TEXTE FOURNI.
« Le vieux Chien et son Maître », de Gilles Corrozet (1542)

Sommaire de cette page

Texte de la fable « Le Vieux Chien et son Maître », de Gilles Corrozet

Page de couverture du recueil Les Fables du très ancien Ésope Phrygien premièrement escriptes en Graec et depuis mises en rhitme françoise de Gilles Corrozet

Quelque seigneur avait ung Chien bien vieutx

Qui fut jadis de tous chassant le mieulx ;

Mais par vietllesse il fut tant afoibly

Qu’il avait mis toute chasse en oubly.

Ses piedz sont leniz et tardifz a la chasse,

Et toutesfois son maistre le menasse ;

Mais c’est en vain, le maistre a beau parler,

Le pauvre Chien n’a puissance d'aller.

Ung jour aux champs laisse eschapper la beste,

Parquoy luy feit son maistre grand moleste,

Et le batit de parolle et de coups,

Dont se complainct le Chien ainsi secoux,

En luy disant : « Seigneur, que penses tu ?

Je suis trop vieulx, je n’ay plus de vertu:

Pardonne donc a ma pauyre vieillesse,

Tu ne m’as pas ainst faict en jeunesse.

« Las ! je voy bien qu’à present suis destruict ;

Rien ne te plaist sil n’y a quelque fruict ;

Tu mas aymé en jeunesse fertille,

Et tu me hays en vieillesse inutille.

« Ton amour donc et son commencement

Tu mis en moy pour ton avancement,

Et, quand j’ay eu mon aage ainsi passé,

Je suis de toy tresmal recompensé. »

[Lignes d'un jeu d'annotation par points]
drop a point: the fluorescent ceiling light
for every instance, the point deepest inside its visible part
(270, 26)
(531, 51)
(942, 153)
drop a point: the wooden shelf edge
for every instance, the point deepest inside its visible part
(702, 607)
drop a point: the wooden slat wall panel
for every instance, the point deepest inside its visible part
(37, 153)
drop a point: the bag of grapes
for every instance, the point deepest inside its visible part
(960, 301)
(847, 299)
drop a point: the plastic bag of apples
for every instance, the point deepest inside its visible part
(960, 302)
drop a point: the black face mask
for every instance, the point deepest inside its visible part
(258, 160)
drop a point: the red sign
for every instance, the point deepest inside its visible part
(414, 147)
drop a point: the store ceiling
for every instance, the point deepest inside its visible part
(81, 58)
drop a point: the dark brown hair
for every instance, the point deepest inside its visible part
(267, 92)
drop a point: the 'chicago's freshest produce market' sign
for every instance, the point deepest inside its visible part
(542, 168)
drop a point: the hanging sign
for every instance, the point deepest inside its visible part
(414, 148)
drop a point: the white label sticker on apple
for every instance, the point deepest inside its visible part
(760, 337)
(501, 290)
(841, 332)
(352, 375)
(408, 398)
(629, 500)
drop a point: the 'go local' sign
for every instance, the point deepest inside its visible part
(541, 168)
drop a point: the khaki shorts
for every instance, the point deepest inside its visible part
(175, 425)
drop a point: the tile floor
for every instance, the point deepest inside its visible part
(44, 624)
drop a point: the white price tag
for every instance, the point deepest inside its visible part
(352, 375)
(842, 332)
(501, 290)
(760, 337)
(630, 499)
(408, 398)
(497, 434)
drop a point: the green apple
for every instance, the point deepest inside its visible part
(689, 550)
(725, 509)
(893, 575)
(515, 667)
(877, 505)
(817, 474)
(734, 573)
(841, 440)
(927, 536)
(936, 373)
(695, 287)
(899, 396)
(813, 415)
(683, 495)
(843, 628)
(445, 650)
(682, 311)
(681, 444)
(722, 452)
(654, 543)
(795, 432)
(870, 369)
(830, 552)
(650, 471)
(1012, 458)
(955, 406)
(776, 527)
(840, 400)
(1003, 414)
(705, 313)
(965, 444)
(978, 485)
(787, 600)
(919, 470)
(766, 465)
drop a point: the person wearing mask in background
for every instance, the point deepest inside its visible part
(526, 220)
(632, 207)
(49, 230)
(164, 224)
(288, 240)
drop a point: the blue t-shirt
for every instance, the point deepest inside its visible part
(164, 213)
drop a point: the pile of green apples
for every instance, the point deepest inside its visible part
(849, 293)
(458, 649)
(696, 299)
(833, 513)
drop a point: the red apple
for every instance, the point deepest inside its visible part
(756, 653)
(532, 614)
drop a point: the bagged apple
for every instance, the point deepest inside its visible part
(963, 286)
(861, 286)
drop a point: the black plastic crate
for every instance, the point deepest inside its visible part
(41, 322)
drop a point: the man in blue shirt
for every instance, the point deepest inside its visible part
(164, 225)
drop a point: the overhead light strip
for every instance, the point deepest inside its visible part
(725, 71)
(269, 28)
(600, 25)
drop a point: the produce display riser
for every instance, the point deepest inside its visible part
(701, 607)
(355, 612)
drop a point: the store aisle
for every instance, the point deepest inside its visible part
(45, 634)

CONSIGNE. Recopiez le passage de la fable du vieux chien qui commence par « Page de couverture » et va jusqu'à « chasse en oubly. », en changeant « Chien » en « Lévrier ».

RÉPONSE.
Page de couverture du recueil Les Fables du très ancien Ésope Phrygien premièrement escriptes en Graec et depuis mises en rhitme françoise de Gilles Corrozet

Quelque seigneur avait ung Lévrier bien vieutx

Qui fut jadis de tous chassant le mieulx ;

Mais par vietllesse il fut tant afoibly

Qu’il avait mis toute chasse en oubly.